*Anhand der Angaben*.
#1 Wie viele Alstom-Windtürme sollen laut dem Text über die Windenergieanlage Haliade 150 später in den Offshore-Windparks im Nordatlantik stehen?
#2 Greife den Text über die Windenergieanlage Haliade 150 auf und führe ihn im Anschluss an seinen letzten Satz weiter.

*Zu lesender Text*.
----------

Die Alternative zur Kernkraft ist der Prototyp der neuen Windenergieanlage Haliade 150, an der drei aerodynamisch optimierte Windflügel (73,5 m) aus glasfaserverstärktem Polyester eine getriebelose 6-MW-Turbine antreiben. Es kommt hier erstmals in einer Alstom-Anlage ein Aggregat ohne Getriebe zum Einsatz. Für das direkt angetriebene System spricht laut Alstom die elastische Kupplung, die für eine Trennung von Rotor und Generator sorgt. Zwei massive Lager leiten die Biegebelastungen direkt in den Turm. Alstom verspricht sich von den größeren Flügeln im Zusammenspiel mit der neuen Turbine eine Leistungssteigerung von 15 % im Vergleich zu konventionellen 6-MW-Türmen mit kleineren Flügeln. Hier scheint sich ein neuer technischer Standard anzubahnen, denn speziell für den Offshore-Einsatz unter widrigen Bedingungen hat auch Siemens Energy neue direkt angetriebene 6-MW-Windenergieanlagen mit Rotordurchmessern von 120 und 154 m entwickelt.
240 Alstom-Windtürme sollen später in gigantischen Offshore-Windparks (Gesamtleistung: 3 GW, entspricht der Leistung von zwei Kernkraftwerken) im Nordatlantik ihre großen Flügel drehen. Die Windparks plant ein französisches Konsortium unter der Leitung von EDF Energies Nouvelle. Nach erfolgreichem Abschluss der Onshore- und Offshore-Tests will Alstom für 100 Mio. Euro vier Fabriken und ein Entwicklungszentrum bauen. Die Großserienproduktion soll in den Häfen von Saint-Nazaire (Gondel und Antriebstechnik) und Cherbourg (Flügel und Turm) starten. Unterstützung erhält der Konzern von einem Netzwerk von 200 Zulieferern und vom Konsortium, das in nahegelegenen Häfen acht Fabriken für die tragenden Gründungsstrukturen bauen will.

----------

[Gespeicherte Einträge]

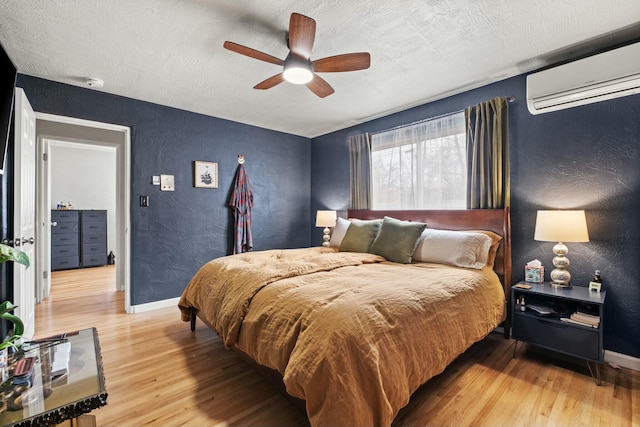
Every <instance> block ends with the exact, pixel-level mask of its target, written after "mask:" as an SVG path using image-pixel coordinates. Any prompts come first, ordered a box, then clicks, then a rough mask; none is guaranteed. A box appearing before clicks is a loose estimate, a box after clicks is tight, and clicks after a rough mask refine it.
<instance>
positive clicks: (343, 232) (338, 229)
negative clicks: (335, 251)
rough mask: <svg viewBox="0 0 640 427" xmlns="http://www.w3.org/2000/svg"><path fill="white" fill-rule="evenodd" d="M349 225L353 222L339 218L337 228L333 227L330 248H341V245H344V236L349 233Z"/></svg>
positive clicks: (330, 241)
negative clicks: (336, 247) (348, 228)
mask: <svg viewBox="0 0 640 427" xmlns="http://www.w3.org/2000/svg"><path fill="white" fill-rule="evenodd" d="M349 224H351V221H349V220H346V219H344V218H340V217H338V218H337V219H336V226H335V227H333V231H332V232H331V240H329V246H335V247H339V246H340V243H342V239H344V235H345V233H346V232H347V228H349Z"/></svg>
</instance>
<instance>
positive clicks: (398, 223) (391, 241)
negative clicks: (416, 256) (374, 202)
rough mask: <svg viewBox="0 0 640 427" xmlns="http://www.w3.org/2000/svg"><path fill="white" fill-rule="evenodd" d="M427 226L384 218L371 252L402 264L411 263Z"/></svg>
mask: <svg viewBox="0 0 640 427" xmlns="http://www.w3.org/2000/svg"><path fill="white" fill-rule="evenodd" d="M426 226H427V224H424V223H422V222H409V221H400V220H398V219H395V218H391V217H388V216H385V217H384V220H383V221H382V226H381V227H380V232H379V233H378V237H376V239H375V240H374V241H373V244H372V245H371V248H370V249H369V252H371V253H372V254H376V255H380V256H383V257H385V258H386V259H387V260H388V261H391V262H398V263H401V264H409V263H411V256H412V254H413V251H414V250H415V249H416V246H417V245H418V240H419V239H420V235H422V232H423V231H424V229H425V227H426Z"/></svg>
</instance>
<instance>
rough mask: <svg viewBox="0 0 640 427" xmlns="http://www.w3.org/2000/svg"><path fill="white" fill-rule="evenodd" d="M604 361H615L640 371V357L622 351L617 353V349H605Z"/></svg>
mask: <svg viewBox="0 0 640 427" xmlns="http://www.w3.org/2000/svg"><path fill="white" fill-rule="evenodd" d="M604 361H605V362H606V363H613V364H615V365H618V366H622V367H623V368H629V369H633V370H634V371H640V358H637V357H633V356H628V355H626V354H622V353H616V352H615V351H610V350H605V352H604Z"/></svg>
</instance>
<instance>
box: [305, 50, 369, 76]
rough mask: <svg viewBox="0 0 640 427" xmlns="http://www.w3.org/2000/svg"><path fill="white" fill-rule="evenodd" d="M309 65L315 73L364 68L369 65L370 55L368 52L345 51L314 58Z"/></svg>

----------

*Ergebnisse nacheinander*.
#1 240 Alstom-Windtürme.

#2
Doch zunächst heißt es testen. Hendrick: „Wir haben die Anlage zwar sehr akribisch mit Finite-Elemente-Methoden berechnet und mit dem Computer simuliert. Doch das ist alles nur Theorie, die eigentliche Erprobung beginnt jetzt.“ Alstom will dazu in einem 18-monatigen Mammuttest alle Schwachstellen ausmerzen und den neuen Windturm so prozesssicher, stabil sowie effizient wie möglich machen. In Carnet am Loire-Ufer hat Alstom in Meeresnähe für die Onshore-Tests einen Prototyp mit einer Masse von 1500 t aufgebaut, dessen 25 m hoher Stahlunterbau (Jacket) über 40 m tiefe Verankerungen im sandigen Untergrund befestigt wurde.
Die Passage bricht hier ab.